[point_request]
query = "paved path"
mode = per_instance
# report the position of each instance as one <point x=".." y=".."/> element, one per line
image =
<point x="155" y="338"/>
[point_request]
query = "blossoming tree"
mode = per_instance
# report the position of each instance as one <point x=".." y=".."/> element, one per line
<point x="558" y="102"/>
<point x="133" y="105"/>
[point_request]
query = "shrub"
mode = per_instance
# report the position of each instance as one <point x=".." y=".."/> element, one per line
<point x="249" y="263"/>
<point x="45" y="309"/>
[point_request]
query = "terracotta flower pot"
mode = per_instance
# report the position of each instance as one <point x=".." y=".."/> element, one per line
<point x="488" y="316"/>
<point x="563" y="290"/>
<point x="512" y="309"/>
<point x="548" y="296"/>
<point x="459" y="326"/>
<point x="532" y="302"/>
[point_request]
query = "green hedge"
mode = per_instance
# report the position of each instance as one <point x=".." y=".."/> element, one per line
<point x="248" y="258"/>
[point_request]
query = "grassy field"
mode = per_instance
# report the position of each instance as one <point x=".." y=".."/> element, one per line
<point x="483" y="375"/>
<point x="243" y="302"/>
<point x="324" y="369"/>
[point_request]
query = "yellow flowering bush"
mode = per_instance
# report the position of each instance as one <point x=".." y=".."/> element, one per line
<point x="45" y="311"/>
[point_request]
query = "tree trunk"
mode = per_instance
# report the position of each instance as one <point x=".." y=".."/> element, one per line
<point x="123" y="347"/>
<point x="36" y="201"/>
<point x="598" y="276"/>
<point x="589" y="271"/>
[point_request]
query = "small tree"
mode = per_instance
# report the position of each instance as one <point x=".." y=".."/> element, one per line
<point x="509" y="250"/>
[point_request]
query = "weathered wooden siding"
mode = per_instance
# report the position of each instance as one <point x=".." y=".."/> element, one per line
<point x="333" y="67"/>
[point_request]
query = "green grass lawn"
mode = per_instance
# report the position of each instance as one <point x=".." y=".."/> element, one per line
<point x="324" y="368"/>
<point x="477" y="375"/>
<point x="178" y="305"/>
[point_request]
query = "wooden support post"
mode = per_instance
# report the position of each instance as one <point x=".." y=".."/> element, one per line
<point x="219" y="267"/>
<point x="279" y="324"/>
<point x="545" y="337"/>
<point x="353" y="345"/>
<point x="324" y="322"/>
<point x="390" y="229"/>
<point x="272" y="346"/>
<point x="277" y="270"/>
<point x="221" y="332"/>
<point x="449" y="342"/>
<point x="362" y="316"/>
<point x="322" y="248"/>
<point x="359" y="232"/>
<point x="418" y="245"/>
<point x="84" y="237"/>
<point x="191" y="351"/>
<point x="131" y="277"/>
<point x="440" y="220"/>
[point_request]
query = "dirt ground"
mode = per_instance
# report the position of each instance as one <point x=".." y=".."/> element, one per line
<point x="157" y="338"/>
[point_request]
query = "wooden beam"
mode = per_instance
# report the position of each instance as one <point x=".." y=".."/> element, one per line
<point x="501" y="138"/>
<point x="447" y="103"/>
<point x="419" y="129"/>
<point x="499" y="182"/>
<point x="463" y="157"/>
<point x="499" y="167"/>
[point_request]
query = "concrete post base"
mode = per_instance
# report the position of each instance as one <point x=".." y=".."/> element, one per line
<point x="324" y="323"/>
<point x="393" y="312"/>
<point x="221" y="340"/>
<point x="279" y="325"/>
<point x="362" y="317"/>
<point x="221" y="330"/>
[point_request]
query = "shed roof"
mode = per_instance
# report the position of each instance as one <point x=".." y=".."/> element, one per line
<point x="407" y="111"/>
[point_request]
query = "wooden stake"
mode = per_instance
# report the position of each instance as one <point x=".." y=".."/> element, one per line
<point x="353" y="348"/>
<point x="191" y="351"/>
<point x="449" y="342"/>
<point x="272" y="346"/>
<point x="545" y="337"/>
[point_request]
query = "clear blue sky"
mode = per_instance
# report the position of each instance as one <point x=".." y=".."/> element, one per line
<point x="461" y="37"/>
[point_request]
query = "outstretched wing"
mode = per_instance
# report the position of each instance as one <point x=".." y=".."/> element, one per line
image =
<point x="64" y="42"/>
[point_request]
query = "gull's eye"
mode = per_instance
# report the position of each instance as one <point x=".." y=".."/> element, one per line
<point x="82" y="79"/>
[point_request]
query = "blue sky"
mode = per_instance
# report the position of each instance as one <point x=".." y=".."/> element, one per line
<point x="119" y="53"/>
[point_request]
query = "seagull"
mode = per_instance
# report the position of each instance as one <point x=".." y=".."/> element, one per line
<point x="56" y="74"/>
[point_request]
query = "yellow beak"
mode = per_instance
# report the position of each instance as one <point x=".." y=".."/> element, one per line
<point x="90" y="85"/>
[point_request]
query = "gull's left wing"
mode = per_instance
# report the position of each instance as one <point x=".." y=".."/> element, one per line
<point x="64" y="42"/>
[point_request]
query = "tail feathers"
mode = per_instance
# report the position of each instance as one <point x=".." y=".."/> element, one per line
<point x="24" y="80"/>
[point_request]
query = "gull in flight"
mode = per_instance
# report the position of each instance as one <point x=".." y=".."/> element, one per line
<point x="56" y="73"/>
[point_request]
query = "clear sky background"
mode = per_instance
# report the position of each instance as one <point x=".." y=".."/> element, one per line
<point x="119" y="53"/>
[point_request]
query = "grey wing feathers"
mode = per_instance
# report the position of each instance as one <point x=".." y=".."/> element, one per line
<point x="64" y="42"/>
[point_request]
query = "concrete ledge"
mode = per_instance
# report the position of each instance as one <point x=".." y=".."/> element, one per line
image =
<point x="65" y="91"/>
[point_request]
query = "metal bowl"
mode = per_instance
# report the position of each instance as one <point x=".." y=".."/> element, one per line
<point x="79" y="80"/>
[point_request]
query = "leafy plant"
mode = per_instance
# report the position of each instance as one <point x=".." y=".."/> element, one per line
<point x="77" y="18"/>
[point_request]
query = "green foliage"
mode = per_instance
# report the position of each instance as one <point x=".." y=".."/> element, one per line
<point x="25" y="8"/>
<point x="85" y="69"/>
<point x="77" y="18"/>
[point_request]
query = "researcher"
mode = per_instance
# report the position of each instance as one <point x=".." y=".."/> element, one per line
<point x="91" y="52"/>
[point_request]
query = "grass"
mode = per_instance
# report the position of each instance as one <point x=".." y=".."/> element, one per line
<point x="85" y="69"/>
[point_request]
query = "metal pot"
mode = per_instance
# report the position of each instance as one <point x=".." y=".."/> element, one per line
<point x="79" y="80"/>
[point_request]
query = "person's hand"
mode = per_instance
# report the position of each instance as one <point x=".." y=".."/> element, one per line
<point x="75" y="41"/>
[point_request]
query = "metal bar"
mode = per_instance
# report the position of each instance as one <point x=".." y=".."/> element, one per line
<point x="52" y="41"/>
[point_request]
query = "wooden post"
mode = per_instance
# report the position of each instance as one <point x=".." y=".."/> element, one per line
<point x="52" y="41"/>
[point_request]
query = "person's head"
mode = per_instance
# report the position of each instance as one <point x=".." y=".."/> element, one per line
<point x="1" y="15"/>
····················
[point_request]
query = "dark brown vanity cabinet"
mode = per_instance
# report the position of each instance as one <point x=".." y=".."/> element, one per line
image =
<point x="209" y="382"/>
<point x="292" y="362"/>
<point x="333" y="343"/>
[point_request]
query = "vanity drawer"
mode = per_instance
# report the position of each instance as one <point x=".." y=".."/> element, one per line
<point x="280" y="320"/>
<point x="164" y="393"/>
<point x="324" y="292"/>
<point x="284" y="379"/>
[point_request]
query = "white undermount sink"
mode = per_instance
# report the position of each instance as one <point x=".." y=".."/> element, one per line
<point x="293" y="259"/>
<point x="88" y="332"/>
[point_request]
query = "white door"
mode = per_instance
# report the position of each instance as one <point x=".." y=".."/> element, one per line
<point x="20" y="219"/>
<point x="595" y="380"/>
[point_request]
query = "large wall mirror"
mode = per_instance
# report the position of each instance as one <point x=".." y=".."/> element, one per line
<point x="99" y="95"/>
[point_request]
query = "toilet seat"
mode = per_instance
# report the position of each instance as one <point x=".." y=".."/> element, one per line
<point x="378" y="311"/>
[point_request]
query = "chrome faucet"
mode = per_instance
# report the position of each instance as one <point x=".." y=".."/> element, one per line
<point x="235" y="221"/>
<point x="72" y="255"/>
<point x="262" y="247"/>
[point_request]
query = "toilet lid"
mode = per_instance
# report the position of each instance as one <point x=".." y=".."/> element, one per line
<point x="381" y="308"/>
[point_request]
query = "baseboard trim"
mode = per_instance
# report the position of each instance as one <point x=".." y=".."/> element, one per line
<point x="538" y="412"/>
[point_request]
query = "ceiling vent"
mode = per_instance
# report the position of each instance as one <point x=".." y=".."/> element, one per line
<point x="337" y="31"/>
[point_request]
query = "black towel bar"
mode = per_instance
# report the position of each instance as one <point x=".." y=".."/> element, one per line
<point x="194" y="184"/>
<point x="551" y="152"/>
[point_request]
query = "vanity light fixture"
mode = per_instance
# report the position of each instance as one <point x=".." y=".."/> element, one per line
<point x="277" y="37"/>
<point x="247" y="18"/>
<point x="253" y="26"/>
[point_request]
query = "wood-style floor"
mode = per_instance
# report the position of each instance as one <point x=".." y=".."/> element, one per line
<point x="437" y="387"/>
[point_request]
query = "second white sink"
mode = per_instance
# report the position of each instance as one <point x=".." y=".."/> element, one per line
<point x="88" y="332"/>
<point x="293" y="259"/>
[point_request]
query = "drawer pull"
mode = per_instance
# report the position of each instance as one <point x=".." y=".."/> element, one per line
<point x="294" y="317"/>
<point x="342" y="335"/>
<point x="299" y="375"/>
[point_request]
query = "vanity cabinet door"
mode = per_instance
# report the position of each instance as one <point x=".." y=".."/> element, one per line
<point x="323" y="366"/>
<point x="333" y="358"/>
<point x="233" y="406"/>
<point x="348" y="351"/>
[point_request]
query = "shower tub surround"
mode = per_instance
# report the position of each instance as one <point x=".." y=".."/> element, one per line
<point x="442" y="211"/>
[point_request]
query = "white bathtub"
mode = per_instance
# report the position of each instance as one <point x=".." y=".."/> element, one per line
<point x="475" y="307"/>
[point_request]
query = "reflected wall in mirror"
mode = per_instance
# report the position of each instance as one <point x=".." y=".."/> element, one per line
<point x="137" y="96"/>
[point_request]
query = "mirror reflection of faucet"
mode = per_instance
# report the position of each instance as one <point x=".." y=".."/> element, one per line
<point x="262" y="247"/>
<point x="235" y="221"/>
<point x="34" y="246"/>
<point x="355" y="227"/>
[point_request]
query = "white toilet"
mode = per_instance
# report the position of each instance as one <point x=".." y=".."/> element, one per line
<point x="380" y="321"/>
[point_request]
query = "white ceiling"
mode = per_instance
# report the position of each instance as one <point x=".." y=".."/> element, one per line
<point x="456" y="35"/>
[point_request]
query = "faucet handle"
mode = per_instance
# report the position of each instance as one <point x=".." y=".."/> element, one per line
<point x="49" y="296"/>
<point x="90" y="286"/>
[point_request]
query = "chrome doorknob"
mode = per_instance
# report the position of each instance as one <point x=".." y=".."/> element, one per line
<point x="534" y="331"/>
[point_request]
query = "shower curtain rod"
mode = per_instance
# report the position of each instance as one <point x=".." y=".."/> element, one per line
····················
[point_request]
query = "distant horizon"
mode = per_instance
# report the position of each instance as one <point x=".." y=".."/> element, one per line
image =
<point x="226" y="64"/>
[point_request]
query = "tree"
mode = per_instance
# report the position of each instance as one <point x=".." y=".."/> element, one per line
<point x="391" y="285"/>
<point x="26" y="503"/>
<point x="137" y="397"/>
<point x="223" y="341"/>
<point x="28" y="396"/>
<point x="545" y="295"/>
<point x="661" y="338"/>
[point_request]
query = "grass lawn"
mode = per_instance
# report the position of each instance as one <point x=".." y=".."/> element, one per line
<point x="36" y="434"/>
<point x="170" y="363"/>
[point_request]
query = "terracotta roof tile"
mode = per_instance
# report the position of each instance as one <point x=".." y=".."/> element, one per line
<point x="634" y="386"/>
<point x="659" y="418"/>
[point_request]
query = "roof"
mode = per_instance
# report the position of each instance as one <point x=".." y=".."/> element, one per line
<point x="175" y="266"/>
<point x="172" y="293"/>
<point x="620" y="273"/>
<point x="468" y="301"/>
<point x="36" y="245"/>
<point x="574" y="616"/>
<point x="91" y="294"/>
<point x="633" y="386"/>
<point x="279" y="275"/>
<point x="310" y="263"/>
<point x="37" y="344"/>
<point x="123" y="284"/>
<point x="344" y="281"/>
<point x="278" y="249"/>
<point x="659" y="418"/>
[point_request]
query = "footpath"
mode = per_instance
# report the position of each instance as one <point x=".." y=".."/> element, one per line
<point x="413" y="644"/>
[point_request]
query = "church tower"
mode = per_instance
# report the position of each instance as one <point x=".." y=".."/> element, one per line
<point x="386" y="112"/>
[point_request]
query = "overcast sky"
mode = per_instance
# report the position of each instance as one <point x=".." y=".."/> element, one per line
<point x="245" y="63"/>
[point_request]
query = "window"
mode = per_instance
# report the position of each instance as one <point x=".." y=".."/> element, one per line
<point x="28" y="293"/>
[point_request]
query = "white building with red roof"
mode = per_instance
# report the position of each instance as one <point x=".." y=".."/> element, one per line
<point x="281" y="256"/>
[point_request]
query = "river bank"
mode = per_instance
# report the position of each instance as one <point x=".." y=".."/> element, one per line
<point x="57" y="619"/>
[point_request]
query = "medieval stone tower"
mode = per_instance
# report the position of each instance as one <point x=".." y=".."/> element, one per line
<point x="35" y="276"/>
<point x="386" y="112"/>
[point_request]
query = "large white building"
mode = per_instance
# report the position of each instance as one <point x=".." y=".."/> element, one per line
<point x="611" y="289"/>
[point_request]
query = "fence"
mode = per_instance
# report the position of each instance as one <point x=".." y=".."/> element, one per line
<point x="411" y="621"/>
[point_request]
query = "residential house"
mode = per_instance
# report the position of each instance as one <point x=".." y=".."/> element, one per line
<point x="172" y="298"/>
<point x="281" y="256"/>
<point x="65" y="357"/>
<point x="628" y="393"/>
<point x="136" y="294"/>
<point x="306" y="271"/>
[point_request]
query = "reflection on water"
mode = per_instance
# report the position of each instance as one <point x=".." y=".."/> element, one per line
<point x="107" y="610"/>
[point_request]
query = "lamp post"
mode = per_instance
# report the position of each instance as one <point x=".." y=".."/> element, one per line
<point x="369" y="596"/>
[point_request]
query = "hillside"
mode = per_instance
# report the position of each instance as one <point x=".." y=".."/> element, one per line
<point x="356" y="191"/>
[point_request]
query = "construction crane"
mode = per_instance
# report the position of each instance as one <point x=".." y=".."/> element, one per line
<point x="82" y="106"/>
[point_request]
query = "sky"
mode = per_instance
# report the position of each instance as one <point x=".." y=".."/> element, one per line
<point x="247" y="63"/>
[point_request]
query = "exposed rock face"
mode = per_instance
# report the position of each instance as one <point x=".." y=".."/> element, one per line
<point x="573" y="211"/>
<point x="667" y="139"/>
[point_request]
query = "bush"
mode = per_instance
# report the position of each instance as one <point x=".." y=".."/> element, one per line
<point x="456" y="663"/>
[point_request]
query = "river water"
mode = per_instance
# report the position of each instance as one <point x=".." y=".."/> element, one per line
····················
Indica cuántas líneas del material contienen la cadena "bush". Responde solo con el número.

> _Solución de la tarea_: 2